Text segment —
After traveling in the South Pacific for five-plus weeks (Cook Islands, Tahiti, Marquesas), I’m finally reading the accumulated mail, including the Fall 2011 Bates Magazine. At my age, 84, I usually check out the obits first. Sure enough, there’s an obituary for my brother-in-law Weston Attwood Cate ’43. The last sentence reads, “His sister-in-law was the late Dorothy Stetson Conlon ’50.”
Wow!
Perhaps someone would be good enough to send me the details of my death so I could run an obit in the local paper, tell my lawyer and notify my beneficiaries — including Bates College. Then I could continue my life of travel and adventure and writing under a pseudonym.
I would like to applaud Bates on its route to multi-cultural engagement, as described in the Fall issue. As someone who has lived and traveled much of her life internationally, I can attest to the importance of exposing young people to a culture beyond their own. Keep it up, and expand the connection.
Dorothy Stetson Conlon ’50
Sarasota, Fla.
A lifelong traveler and the author of At Home in the World: Memoirs of a Traveling Woman, Dorothy has a new memoir, Born with Wings: Experiencing Life in Exotic Lands, available through Amazon. Her website is dorothyconlon.com. — Editor
Finished Well
Just finished reading thoroughly the Fall issue of the magazine. Very good job. Much improved and worth reading.
Rob Wilson ’51
Santa Fe, N.M.
We hope the redesign keeps the improvement going. — Editor
Nighty Night!

Data section —
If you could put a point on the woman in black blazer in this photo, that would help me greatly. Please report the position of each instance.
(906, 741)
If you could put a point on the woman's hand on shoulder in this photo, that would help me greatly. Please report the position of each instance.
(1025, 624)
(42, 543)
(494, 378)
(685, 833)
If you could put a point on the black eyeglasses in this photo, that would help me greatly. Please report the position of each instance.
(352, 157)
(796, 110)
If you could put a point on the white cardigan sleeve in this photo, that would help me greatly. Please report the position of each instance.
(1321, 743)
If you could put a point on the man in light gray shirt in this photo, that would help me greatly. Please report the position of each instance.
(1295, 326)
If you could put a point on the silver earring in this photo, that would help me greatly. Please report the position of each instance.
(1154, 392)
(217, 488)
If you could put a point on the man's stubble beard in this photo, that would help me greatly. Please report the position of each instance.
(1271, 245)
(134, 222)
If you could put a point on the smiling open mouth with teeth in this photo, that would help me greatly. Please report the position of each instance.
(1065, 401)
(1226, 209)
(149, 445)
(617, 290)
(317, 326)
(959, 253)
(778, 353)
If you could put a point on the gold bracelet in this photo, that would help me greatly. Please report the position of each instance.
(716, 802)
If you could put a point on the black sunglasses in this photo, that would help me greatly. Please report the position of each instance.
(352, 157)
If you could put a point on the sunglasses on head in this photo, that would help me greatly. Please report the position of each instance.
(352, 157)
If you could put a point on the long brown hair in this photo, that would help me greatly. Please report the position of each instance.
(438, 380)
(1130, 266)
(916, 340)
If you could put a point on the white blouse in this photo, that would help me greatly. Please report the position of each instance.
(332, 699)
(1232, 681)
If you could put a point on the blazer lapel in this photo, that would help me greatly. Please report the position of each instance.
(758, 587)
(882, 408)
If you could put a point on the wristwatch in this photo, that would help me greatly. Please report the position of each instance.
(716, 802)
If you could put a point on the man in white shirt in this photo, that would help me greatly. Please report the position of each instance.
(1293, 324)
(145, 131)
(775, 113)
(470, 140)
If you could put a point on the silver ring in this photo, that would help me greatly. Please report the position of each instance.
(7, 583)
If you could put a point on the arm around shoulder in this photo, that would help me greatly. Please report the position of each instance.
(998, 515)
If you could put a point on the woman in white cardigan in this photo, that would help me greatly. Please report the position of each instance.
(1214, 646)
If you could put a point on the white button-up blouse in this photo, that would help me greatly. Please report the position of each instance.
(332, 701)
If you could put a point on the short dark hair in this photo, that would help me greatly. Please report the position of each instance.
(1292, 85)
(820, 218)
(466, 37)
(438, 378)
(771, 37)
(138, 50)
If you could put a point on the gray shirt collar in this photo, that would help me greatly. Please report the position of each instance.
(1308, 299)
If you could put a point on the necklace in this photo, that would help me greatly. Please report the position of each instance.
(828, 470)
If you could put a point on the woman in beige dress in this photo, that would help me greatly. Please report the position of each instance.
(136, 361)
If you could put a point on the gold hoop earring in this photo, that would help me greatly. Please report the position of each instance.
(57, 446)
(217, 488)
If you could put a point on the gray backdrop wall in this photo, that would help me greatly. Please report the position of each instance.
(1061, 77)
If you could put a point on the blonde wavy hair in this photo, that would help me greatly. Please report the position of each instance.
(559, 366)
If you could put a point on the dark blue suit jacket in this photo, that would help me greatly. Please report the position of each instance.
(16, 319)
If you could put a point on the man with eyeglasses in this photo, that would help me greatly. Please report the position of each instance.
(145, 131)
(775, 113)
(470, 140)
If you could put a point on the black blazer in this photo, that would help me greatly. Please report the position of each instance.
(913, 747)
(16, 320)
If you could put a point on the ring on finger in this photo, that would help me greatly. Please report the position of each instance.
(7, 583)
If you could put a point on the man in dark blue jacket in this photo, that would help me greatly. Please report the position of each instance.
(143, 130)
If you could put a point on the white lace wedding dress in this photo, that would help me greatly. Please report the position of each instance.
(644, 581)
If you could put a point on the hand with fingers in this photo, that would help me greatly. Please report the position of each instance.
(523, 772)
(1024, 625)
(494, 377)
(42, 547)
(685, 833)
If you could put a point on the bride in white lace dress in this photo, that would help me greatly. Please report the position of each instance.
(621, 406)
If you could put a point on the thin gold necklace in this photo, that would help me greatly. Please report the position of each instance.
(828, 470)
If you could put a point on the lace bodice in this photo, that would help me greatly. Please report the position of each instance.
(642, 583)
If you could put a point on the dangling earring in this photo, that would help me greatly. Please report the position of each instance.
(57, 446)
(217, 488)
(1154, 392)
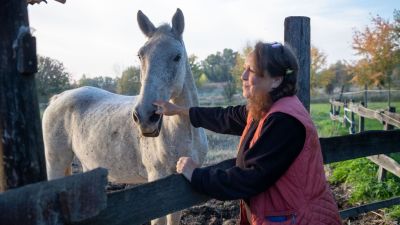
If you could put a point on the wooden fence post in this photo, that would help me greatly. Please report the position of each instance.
(361, 124)
(297, 35)
(381, 171)
(366, 95)
(21, 145)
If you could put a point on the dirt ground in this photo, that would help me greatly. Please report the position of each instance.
(216, 212)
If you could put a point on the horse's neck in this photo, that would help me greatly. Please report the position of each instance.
(188, 96)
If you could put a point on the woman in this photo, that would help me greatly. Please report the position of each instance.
(278, 172)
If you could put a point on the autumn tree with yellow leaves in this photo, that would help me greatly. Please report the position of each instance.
(378, 45)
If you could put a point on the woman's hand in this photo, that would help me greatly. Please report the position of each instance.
(185, 166)
(170, 109)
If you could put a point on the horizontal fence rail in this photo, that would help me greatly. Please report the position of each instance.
(143, 203)
(381, 115)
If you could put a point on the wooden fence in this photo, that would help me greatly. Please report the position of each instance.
(387, 117)
(28, 198)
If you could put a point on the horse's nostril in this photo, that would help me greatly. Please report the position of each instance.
(135, 117)
(154, 117)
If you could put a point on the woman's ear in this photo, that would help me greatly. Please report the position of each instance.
(276, 81)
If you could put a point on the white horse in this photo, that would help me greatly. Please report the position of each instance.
(97, 126)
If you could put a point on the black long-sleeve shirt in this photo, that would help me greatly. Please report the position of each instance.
(256, 168)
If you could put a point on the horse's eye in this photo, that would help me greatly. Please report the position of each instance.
(177, 58)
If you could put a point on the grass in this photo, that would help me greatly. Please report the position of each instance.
(360, 174)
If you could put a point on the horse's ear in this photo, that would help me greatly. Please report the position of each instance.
(178, 22)
(145, 24)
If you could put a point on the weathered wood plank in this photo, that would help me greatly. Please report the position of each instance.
(57, 202)
(387, 163)
(173, 193)
(335, 149)
(369, 207)
(297, 35)
(20, 127)
(149, 201)
(381, 115)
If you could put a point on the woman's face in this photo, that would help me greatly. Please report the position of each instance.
(254, 84)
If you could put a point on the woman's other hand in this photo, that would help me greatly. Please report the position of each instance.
(186, 166)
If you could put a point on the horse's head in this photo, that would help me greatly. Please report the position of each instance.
(164, 64)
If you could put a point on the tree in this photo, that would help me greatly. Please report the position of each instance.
(129, 83)
(318, 62)
(51, 78)
(218, 66)
(337, 75)
(106, 83)
(378, 44)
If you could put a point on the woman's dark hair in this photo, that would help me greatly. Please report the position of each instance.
(278, 60)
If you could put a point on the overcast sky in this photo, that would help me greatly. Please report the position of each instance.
(101, 38)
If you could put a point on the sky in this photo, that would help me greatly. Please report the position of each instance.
(101, 38)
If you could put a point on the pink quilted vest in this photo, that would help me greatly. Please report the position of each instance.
(301, 195)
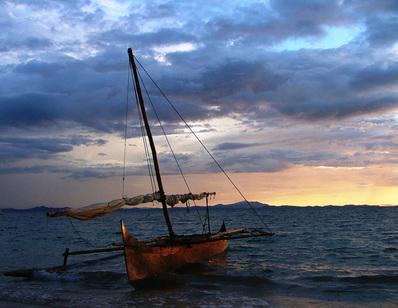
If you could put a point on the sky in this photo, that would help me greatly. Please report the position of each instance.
(296, 100)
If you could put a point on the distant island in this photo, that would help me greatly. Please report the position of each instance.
(234, 206)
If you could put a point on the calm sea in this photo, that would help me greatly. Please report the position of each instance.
(318, 257)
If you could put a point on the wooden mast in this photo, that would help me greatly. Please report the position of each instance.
(152, 145)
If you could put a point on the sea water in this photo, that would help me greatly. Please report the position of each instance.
(318, 257)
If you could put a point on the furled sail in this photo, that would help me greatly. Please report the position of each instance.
(103, 209)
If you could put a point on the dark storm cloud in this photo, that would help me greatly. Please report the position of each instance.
(23, 148)
(375, 76)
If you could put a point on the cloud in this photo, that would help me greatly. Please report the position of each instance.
(64, 64)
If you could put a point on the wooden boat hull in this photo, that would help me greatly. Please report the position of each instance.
(144, 261)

Written task 1 —
In the magazine letters, shorten the paragraph beginning "After traveling in the South Pacific" while keeping its main facts.
Written task 2 —
According to the magazine letters, what is the title of Dorothy Stetson Conlon's new memoir?
Written task 3 —
Write the next part of the magazine letters, starting after their last line.
The entries have nothing to do with the magazine letters.

Task result 1 —
Back from more than five weeks in the South Pacific (Cook Islands, Tahiti, Marquesas), the 84-year-old writer reads the Fall 2011 Bates Magazine, obituaries first. The obituary for brother-in-law Weston Attwood Cate ’43 ends by calling his sister-in-law "the late Dorothy Stetson Conlon ’50."

Task result 2 —
Born with Wings: Experiencing Life in Exotic Lands.

Task result 3 —
As mayor of Lewiston, I want to commend Bates students Mikey Pasek ‘12 and Megan Murphy ‘13 for organizing “College Night in Town” on May 9. Due to their positive interaction with the Androscoggin County Chamber of Commerce, Lyceum Gallery and municipal departments, the event was an overwhelming success.
The Lewiston and Auburn downtowns were filled with hundreds of college students throughout the evening — visiting restaurants, enjoying more than 30 musical performances and networking. Indeed, students from Bates, Kaplan University, University of Southern Maine Lewiston-Auburn College and Central Maine Community College seemed to have a very enjoyable time experiencing what Lewiston and Auburn have to offer.
It was a great event to strengthen the community-college connection, and it is my understanding that future events will occur. I certainly hope so, as “College Night in Town” stirred up great energy and enthusiasm about downtown hot spots in the Twin Cities.
In closing, I extend best wishes to all Bates students and their families. I am very proud of Bates’ presence here in the community, and it’s nice to know that students like Mikey and Megan are excited about interacting with the community at large.
Robert E. Macdonald
Lewiston
Word Up
Can you stick with real words in the magazine? “Embiggen” (“Meet Hedge and Roger Williams,” Fall 2011) is a made-up word that adds nothing to the language since the concept it represents already has numerous options. Don’t add to the linguistics confusion.
Dan Isaac ’77
Yarmouth, Maine
Danes Deserve No Disdain
I must take issue with Charles W. Radcliffe ’50’s letter in the Fall issue of Bates Magazine. Mr. Radcliffe’s characterization of the Danes during World War II is simplistic and unhistorical. While it is mostly correct to say that when the Nazis first occupied Denmark, in 1940, there was “only a murmur of resistance from the Danish population,” there was a sensible reason for this behavior. Geographically and militarily it would have been foolish to resist openly the German troops. Only needless bloodshed and death would have resulted. Believe it or not, there are times when “the better part of valor is discretion.”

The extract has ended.